◆ THE TASK
Would you print every entry below exactly as written, omitting the images?

◆ AVAILABLE DATA
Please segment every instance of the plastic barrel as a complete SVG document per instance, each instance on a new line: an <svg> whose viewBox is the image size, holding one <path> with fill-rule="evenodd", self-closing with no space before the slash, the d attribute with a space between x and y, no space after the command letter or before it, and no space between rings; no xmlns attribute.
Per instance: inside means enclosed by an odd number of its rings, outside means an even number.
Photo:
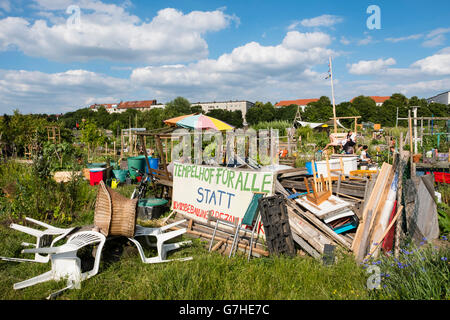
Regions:
<svg viewBox="0 0 450 320"><path fill-rule="evenodd" d="M106 162L88 163L87 167L89 169L106 168Z"/></svg>
<svg viewBox="0 0 450 320"><path fill-rule="evenodd" d="M145 158L144 158L145 160ZM150 168L151 169L158 169L159 168L159 159L158 158L152 158L152 157L148 157L148 162L150 163ZM148 173L148 168L147 168L147 162L145 163L145 168L146 168L146 172Z"/></svg>
<svg viewBox="0 0 450 320"><path fill-rule="evenodd" d="M127 160L128 162L128 172L130 173L131 178L136 178L137 175L139 175L133 167L136 169L139 169L144 172L145 170L145 156L137 156L137 157L130 157Z"/></svg>
<svg viewBox="0 0 450 320"><path fill-rule="evenodd" d="M89 170L89 183L91 186L95 186L103 180L104 168L92 168Z"/></svg>
<svg viewBox="0 0 450 320"><path fill-rule="evenodd" d="M308 174L314 174L313 169L312 169L312 161L306 162L305 167L306 167L306 170L308 170ZM315 167L314 169L317 172L317 164L315 162L314 162L314 167Z"/></svg>
<svg viewBox="0 0 450 320"><path fill-rule="evenodd" d="M127 179L128 170L113 170L114 177L122 183Z"/></svg>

◆ RESULT OF THIS TASK
Please segment every instance of the plastic barrel as a complete SVG document per instance, each instance on a new line: an <svg> whose viewBox is the image size, holding one <path> with fill-rule="evenodd", self-closing with no space before the slash, the d attribute with a space between x and y, no space after the command letter or before it, and no space between rings; no xmlns attribute.
Per instance: inside means enclosed by an odd number of its rings, outside means an even number.
Photo:
Regions:
<svg viewBox="0 0 450 320"><path fill-rule="evenodd" d="M106 162L88 163L87 167L89 169L106 168Z"/></svg>
<svg viewBox="0 0 450 320"><path fill-rule="evenodd" d="M145 158L144 158L145 160ZM150 168L151 169L158 169L159 168L159 159L158 158L152 158L152 157L148 157L148 162L150 163ZM148 173L148 168L147 168L147 162L145 163L145 168L146 168L146 172Z"/></svg>
<svg viewBox="0 0 450 320"><path fill-rule="evenodd" d="M127 160L128 162L128 172L130 173L131 178L136 178L137 175L139 175L133 167L136 169L139 169L144 172L145 170L145 156L137 156L137 157L130 157Z"/></svg>
<svg viewBox="0 0 450 320"><path fill-rule="evenodd" d="M89 170L89 183L91 186L95 186L103 180L104 168L92 168Z"/></svg>
<svg viewBox="0 0 450 320"><path fill-rule="evenodd" d="M308 174L314 174L313 169L312 169L312 161L306 162L305 167L306 167L306 170L308 170ZM315 167L314 169L317 172L317 164L315 162L314 162L314 167Z"/></svg>
<svg viewBox="0 0 450 320"><path fill-rule="evenodd" d="M127 179L128 170L113 170L114 177L122 183Z"/></svg>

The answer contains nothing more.